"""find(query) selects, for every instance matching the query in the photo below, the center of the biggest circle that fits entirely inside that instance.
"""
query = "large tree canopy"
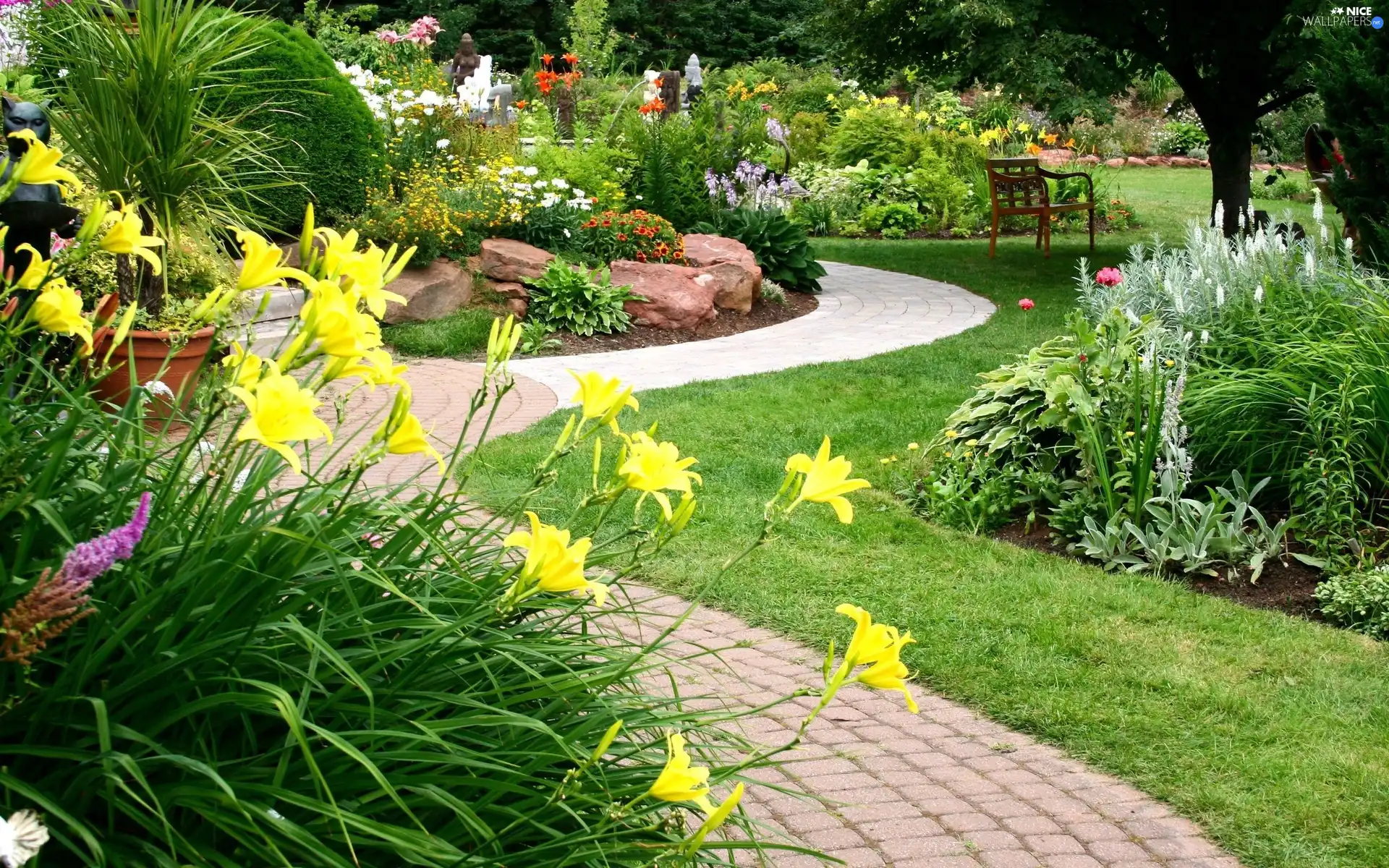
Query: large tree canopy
══════════════════════════════
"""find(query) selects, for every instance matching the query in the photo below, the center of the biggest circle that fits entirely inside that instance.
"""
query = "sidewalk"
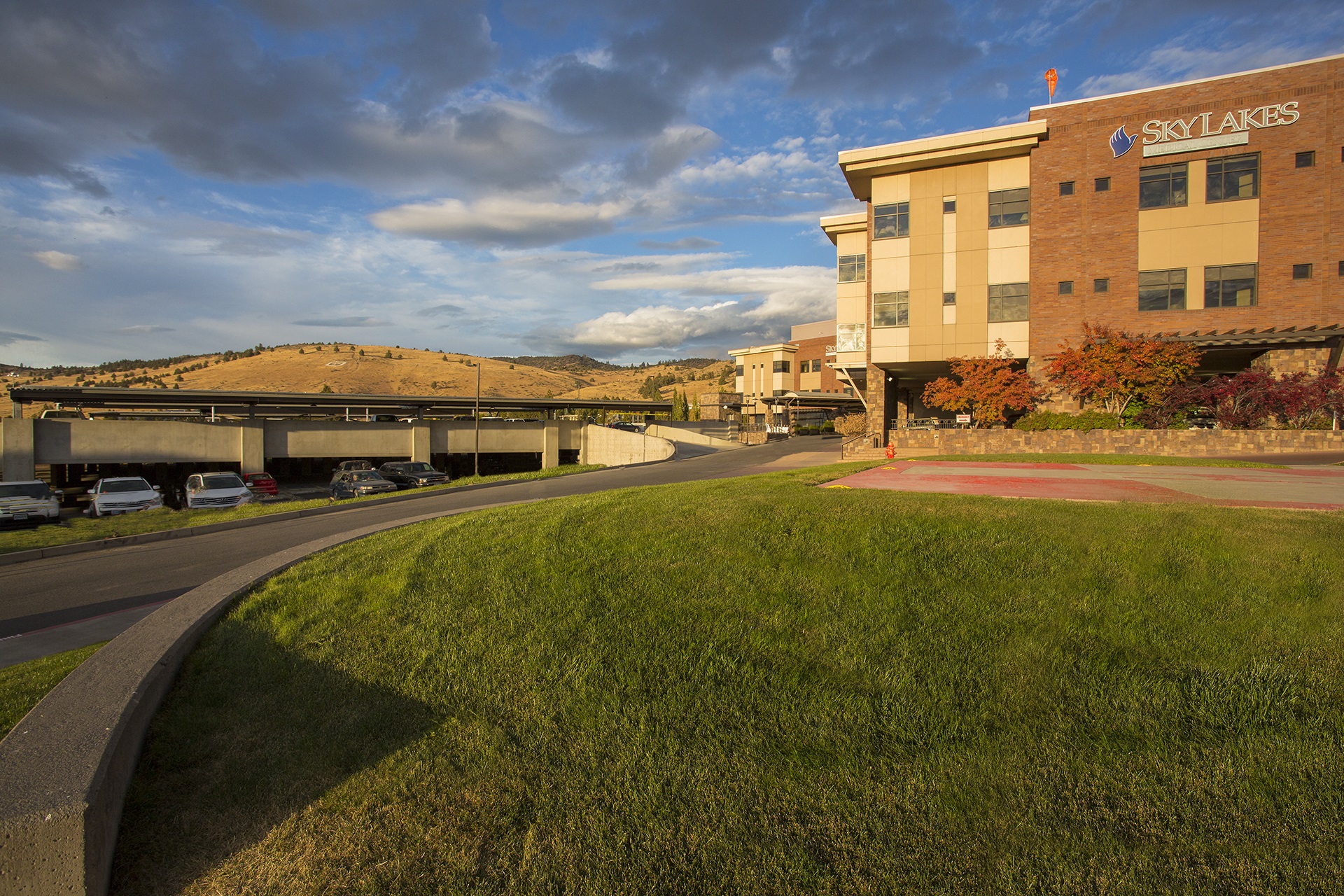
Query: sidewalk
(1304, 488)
══════════════════════════════
[REQUIRED WORK]: Looking through the records, copy out every line in which the word "large" is found.

[ANSWER BOX]:
query = "large tree canopy"
Query: large tree canopy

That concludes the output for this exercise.